- **EXERCISE DESCRIPTION**:
Add 42 to every coordinate in the answers, and write out everything from the start of the listing down to the line containing "x=433 y=188", that line included, with all other text left unchanged.

- **MATERIAL SUPPLIED**:
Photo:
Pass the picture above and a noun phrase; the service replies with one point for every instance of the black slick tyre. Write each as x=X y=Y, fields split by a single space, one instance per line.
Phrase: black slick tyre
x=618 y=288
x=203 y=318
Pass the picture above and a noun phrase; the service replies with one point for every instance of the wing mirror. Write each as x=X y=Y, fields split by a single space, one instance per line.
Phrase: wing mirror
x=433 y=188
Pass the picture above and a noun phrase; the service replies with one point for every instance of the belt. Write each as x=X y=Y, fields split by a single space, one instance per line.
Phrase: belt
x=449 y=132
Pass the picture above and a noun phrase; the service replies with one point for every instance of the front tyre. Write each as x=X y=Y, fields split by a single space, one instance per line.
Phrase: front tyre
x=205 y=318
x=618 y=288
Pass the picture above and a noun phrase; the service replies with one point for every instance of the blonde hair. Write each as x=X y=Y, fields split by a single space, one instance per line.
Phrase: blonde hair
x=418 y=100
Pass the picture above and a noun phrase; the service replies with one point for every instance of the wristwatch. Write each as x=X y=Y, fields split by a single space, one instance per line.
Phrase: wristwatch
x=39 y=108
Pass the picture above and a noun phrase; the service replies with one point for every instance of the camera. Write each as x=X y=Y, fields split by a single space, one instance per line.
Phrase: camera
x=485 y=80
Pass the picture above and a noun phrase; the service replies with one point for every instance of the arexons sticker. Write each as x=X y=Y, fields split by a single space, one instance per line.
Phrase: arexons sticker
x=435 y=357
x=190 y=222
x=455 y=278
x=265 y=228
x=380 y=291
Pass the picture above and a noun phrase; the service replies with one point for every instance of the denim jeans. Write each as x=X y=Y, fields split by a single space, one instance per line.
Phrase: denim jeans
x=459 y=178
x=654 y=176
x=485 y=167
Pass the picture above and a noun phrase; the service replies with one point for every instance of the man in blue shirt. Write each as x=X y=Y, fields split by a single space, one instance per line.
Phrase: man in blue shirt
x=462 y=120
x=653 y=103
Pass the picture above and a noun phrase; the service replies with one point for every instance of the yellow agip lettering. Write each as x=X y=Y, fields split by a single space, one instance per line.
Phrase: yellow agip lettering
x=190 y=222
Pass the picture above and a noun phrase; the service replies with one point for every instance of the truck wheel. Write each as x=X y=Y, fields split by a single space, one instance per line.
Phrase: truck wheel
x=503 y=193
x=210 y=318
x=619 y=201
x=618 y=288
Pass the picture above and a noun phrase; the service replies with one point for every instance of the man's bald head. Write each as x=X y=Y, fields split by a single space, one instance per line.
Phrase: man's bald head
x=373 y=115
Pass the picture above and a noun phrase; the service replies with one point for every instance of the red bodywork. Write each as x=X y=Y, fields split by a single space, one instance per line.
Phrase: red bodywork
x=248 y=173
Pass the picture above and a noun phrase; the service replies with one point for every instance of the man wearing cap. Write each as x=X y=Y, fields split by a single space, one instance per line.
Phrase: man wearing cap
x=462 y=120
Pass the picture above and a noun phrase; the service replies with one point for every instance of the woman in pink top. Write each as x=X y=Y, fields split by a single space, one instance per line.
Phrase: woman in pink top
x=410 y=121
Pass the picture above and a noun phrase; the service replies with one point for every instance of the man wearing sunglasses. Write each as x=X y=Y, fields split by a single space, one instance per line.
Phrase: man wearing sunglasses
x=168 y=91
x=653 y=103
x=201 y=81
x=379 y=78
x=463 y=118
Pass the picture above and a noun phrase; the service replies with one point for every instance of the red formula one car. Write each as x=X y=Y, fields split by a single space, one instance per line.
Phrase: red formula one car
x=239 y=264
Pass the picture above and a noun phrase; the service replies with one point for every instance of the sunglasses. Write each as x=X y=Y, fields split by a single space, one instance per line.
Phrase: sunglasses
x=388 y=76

- **OUTPUT**:
Photo:
Pass the picture above and a noun phrase; the service replies with one point for every instance of the black slick tyre. Write each as x=X y=Y, fields split by a single space, one instance per line.
Phrase: black slick tyre
x=660 y=330
x=245 y=360
Pass the picture above and a noun phrase; the service replies with one point for every instance of the wing mirror. Write each as x=X y=Y, fields split by a single space, one instance per line.
Phrase: wing mirror
x=475 y=230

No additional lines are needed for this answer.